## REQUIREMENT 1
Edit the news article about the North Otago Tongan fundraising, starting at the words "19 July, 2016." and stopping after "at Friendly Bay.", and change "rainwater catchment tanks" to "water storage tanks".

## SOURCE EXCERPT
***

Reverend of the Eveline Church Jill McDonald, left, and the president of Waitaki Tongan Community Talanoa Palu at Friendly Bay in front of the sculpted trees they had landscaped as part of a fundraiser. Reverend of the Eveline Church Jill McDonald, left, and the president of Waitaki Tongan Community Talanoa Palu at Friendly Bay in front of the sculpted trees they had landscaped as part of a fundraiser.

19 July, 2016. Two North Otago community groups are working together to provide help for people living in Tonga.

The North Otago Tongan Engagement Group will send 21 people to the Hihifo district on the Tongan main island of Tongatapu to help buy and install rainwater catchment tanks in three local villages.

The planned trip has brought the group and members of the Waitaki Tongan Community closer together and boosted fundraising efforts.

In just over three months, the North Otago Tongan Engagement group raised $25,000. The group was formed back in February to create a stronger relationship between Tongan and non Tongan members of the Waitaki area.

One fundraiser included a landscaping project at Friendly Bay.

***

## INPUT ROWS

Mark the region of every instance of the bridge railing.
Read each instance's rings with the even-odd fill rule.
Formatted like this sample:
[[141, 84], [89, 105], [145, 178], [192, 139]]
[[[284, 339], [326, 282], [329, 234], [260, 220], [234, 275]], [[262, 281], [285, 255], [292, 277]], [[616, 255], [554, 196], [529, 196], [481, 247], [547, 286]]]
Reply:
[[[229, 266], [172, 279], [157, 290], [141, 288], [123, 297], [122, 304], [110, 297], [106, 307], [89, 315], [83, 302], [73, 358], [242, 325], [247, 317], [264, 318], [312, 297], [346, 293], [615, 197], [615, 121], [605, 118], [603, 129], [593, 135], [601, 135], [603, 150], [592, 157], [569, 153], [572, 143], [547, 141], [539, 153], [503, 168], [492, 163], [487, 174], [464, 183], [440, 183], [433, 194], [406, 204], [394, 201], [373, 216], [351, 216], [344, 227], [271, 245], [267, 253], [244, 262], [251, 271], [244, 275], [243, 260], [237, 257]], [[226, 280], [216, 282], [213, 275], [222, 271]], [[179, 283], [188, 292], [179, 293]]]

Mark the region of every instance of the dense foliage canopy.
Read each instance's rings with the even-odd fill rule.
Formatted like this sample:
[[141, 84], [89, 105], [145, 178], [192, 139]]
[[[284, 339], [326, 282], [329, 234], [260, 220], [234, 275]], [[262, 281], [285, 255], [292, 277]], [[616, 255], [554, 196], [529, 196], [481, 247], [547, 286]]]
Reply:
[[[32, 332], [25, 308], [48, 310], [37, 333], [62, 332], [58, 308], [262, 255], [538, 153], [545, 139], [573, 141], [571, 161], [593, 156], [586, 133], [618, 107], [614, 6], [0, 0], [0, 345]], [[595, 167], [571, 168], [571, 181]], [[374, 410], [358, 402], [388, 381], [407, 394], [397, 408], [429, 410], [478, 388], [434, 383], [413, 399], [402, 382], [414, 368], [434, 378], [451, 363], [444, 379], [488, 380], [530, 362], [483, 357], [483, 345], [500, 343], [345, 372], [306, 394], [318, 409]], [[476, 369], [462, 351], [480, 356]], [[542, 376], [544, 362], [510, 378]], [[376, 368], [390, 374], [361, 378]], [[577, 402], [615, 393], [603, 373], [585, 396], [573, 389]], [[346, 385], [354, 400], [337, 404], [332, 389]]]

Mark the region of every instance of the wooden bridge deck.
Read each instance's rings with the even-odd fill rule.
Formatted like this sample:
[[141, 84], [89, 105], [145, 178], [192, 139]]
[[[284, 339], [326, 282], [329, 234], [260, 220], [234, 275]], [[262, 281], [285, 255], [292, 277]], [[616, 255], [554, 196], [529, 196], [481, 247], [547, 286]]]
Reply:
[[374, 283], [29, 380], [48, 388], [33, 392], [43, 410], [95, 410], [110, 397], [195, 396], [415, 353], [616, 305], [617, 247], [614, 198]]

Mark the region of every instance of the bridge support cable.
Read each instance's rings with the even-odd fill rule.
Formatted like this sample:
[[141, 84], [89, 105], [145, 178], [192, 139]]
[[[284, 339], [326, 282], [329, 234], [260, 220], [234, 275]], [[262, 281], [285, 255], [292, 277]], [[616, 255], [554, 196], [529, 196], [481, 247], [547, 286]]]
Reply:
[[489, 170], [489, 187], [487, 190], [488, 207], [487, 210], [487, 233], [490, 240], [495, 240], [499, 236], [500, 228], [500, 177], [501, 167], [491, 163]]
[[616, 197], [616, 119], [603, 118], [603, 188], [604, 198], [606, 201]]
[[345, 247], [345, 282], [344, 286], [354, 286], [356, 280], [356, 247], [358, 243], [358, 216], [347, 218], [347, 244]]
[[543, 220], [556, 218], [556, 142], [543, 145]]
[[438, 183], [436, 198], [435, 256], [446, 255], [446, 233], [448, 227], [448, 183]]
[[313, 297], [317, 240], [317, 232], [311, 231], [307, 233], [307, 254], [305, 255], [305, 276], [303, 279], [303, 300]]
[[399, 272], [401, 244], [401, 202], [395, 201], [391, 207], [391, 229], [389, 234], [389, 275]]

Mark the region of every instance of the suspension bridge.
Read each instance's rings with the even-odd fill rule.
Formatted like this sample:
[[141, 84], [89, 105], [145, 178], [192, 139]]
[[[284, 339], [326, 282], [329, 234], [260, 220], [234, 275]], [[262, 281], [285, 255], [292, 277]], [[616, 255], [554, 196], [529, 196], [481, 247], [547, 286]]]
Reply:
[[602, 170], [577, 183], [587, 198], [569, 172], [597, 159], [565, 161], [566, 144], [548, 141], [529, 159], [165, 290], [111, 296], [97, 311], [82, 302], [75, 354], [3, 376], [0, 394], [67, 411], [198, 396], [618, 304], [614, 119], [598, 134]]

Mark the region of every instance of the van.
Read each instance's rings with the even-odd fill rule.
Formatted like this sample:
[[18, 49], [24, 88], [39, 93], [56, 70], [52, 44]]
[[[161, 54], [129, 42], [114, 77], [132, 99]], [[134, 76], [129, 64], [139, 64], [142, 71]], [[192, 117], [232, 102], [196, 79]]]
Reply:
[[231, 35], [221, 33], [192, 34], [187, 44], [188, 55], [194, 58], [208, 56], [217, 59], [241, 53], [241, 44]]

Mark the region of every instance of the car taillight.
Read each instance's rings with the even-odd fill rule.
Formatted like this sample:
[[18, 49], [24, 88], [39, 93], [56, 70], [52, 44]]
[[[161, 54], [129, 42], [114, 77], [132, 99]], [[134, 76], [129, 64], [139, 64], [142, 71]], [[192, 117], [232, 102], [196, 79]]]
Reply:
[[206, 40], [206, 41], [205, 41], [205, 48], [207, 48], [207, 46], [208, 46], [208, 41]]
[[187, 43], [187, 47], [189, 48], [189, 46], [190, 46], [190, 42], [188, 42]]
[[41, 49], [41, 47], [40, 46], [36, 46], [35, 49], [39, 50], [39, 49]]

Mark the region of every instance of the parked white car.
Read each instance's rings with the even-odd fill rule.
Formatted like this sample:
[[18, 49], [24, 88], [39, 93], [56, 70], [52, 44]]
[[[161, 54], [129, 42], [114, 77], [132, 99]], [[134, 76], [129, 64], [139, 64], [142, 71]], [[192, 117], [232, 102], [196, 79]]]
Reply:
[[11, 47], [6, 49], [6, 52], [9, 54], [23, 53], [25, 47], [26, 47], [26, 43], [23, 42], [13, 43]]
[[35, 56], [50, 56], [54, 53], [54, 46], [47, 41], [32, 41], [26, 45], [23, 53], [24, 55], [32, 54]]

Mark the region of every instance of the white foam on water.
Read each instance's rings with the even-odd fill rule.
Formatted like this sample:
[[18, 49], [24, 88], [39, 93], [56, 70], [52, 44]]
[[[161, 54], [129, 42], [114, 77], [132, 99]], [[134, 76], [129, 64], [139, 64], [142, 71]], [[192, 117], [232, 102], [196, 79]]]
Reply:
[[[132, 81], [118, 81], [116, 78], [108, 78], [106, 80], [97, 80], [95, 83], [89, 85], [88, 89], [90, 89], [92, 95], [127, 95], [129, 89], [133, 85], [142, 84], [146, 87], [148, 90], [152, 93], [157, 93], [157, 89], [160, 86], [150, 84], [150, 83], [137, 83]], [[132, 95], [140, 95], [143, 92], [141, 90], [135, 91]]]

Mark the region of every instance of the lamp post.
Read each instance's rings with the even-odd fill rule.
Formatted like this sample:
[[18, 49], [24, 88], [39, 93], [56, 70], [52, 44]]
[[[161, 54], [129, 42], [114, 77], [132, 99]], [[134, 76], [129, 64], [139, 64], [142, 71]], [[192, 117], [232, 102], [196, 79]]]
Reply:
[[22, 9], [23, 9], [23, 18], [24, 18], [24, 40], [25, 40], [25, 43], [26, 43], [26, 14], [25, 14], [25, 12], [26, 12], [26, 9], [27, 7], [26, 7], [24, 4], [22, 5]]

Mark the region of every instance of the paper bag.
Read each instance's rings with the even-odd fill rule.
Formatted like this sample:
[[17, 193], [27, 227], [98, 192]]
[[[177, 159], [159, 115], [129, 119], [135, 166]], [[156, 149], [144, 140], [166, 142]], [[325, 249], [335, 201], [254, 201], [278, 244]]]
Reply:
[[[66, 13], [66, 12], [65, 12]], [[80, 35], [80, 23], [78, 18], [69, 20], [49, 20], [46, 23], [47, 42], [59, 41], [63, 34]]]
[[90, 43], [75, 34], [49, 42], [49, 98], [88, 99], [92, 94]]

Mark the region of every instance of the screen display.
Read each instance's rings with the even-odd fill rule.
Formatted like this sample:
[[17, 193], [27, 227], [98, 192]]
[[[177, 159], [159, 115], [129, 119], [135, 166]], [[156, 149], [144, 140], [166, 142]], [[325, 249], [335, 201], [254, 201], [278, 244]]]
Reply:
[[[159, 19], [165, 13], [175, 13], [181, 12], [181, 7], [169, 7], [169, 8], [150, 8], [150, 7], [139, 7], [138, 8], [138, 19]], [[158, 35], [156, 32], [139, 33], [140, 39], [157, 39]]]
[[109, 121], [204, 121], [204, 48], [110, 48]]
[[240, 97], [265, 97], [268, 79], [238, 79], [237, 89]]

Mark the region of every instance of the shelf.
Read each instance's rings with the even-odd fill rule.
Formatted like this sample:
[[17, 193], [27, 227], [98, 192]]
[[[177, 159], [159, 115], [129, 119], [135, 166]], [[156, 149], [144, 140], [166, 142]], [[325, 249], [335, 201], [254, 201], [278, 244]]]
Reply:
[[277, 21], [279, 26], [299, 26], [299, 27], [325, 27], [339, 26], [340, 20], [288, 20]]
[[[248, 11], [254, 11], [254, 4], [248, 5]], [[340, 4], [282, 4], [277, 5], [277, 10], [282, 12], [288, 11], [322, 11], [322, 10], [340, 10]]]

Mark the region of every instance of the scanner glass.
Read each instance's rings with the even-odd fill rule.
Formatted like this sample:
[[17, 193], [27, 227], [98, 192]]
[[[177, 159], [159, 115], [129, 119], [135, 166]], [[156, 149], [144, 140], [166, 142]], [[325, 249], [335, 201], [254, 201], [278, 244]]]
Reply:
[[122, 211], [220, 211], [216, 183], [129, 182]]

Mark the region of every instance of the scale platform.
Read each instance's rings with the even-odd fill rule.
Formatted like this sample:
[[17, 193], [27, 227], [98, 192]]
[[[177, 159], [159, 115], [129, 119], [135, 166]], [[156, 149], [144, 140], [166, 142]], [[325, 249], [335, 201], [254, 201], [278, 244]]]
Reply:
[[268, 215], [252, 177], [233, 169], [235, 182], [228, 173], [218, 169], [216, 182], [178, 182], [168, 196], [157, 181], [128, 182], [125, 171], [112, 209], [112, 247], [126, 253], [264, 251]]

***

## REQUIREMENT 2
Turn the listing lines that begin at the line containing "Mark the region of every instance of the lamp" and stop after the line containing "99], [92, 94]]" into a Markdown table with the columns n for the row number and Line for the line itself. Leave out blank lines.

## WRITTEN ANSWER 1
19 July, 2016. Two North Otago community groups are working together to provide help for people living in Tonga.

The North Otago Tongan Engagement Group will send 21 people to the Hihifo district on the Tongan main island of Tongatapu to help buy and install water storage tanks in three local villages.

The planned trip has brought the group and members of the Waitaki Tongan Community closer together and boosted fundraising efforts.

In just over three months, the North Otago Tongan Engagement group raised $25,000. The group was formed back in February to create a stronger relationship between Tongan and non Tongan members of the Waitaki area.

One fundraiser included a landscaping project at Friendly Bay.

## WRITTEN ANSWER 2
| n | Line |
|---|---|
| 1 | Mark the region of every instance of the lamp post. |
| 2 | Read each instance's rings with the even-odd fill rule. |
| 3 | Formatted like this sample: |
| 4 | [[18, 49], [24, 88], [39, 93], [56, 70], [52, 44]] |
| 5 | [[[161, 54], [129, 42], [114, 77], [132, 99]], [[134, 76], [129, 64], [139, 64], [142, 71]], [[192, 117], [232, 102], [196, 79]]] |
| 6 | Reply: |
| 7 | [[22, 9], [23, 9], [23, 18], [24, 18], [24, 40], [25, 40], [25, 43], [26, 43], [26, 14], [25, 14], [25, 12], [26, 12], [26, 9], [27, 7], [26, 7], [24, 4], [22, 5]] |
| 8 | Mark the region of every instance of the paper bag. |
| 9 | Read each instance's rings with the even-odd fill rule. |
| 10 | Formatted like this sample: |
| 11 | [[17, 193], [27, 227], [98, 192]] |
| 12 | [[[177, 159], [159, 115], [129, 119], [135, 166]], [[156, 149], [144, 140], [166, 142]], [[325, 249], [335, 201], [254, 201], [278, 244]]] |
| 13 | Reply: |
| 14 | [[[66, 13], [66, 12], [65, 12]], [[80, 35], [80, 23], [78, 18], [69, 20], [49, 20], [46, 23], [47, 42], [59, 41], [63, 34]]] |
| 15 | [[90, 43], [75, 34], [49, 42], [49, 98], [88, 99], [92, 94]] |